▶ GOAL OF THE EXERCISE: Every record, from the first to the last, is to be printed again exactly.

▶ EXTRACTED RECORDS:
= = = = = = =

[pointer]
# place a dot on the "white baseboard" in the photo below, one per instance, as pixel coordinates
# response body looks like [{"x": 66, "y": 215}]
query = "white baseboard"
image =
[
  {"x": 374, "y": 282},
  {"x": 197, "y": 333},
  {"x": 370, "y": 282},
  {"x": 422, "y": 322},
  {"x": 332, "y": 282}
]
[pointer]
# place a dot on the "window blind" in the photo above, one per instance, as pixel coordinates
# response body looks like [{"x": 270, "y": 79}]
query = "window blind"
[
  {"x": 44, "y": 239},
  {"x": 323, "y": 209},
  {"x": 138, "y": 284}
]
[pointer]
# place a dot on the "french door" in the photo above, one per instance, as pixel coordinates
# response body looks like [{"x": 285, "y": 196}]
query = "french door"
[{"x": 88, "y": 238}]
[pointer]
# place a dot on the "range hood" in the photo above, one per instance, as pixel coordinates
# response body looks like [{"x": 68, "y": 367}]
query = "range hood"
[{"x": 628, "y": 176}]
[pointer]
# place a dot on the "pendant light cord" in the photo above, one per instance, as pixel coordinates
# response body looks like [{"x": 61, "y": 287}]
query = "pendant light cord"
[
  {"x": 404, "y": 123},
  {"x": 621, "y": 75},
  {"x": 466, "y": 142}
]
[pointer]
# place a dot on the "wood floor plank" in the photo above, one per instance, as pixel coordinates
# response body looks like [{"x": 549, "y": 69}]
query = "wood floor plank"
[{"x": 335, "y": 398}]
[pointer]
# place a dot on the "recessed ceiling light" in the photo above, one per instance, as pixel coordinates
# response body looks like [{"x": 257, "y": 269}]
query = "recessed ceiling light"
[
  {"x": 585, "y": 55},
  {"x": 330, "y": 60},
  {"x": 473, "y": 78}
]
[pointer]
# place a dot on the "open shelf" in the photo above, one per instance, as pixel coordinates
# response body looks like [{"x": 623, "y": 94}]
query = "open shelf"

= = = = = = =

▶ EXPECTED ANSWER:
[pointer]
# place a dot on the "white baseboard" in the photo below, one per instance, as pixel coordinates
# response body looks like [{"x": 66, "y": 215}]
query = "white baseboard"
image =
[
  {"x": 374, "y": 282},
  {"x": 197, "y": 333},
  {"x": 370, "y": 282},
  {"x": 422, "y": 322},
  {"x": 332, "y": 282}
]
[pointer]
# place a dot on the "window blind" in the photo above, one per instance, as pixel coordinates
# response body looks like [{"x": 270, "y": 79}]
query = "window blind"
[
  {"x": 44, "y": 239},
  {"x": 323, "y": 209},
  {"x": 138, "y": 284}
]
[pointer]
# place a dot on the "french door" in the photo above, one per instance, as pixel coordinates
# response body looks like [{"x": 285, "y": 196}]
query = "french door"
[{"x": 88, "y": 238}]
[pointer]
# place a dot on the "range hood" in the photo above, one per instance, as pixel coordinates
# response body looks like [{"x": 68, "y": 367}]
query = "range hood"
[{"x": 628, "y": 176}]
[pointer]
# place a dot on the "pendant light cord" in the photo above, one per instance, as pixel coordinates
# response body looks like [{"x": 61, "y": 287}]
query = "pendant light cord"
[
  {"x": 404, "y": 123},
  {"x": 621, "y": 75},
  {"x": 466, "y": 142}
]
[pointer]
# place a dot on the "wood floor plank" in the photo above, one per instance, as pixel coordinates
# response body looks like [{"x": 549, "y": 69}]
query = "wood floor plank"
[{"x": 335, "y": 398}]
[pointer]
# place a dot on the "recessed ceiling light" in the photo above, one per instance, as pixel coordinates
# response body looks like [{"x": 257, "y": 269}]
query = "recessed ceiling light"
[
  {"x": 585, "y": 55},
  {"x": 330, "y": 60},
  {"x": 473, "y": 78}
]
[pointer]
# place a dot on the "open shelf" in the photo above, one per instance, as pixel coordinates
# response body looks like [{"x": 623, "y": 94}]
query = "open shelf"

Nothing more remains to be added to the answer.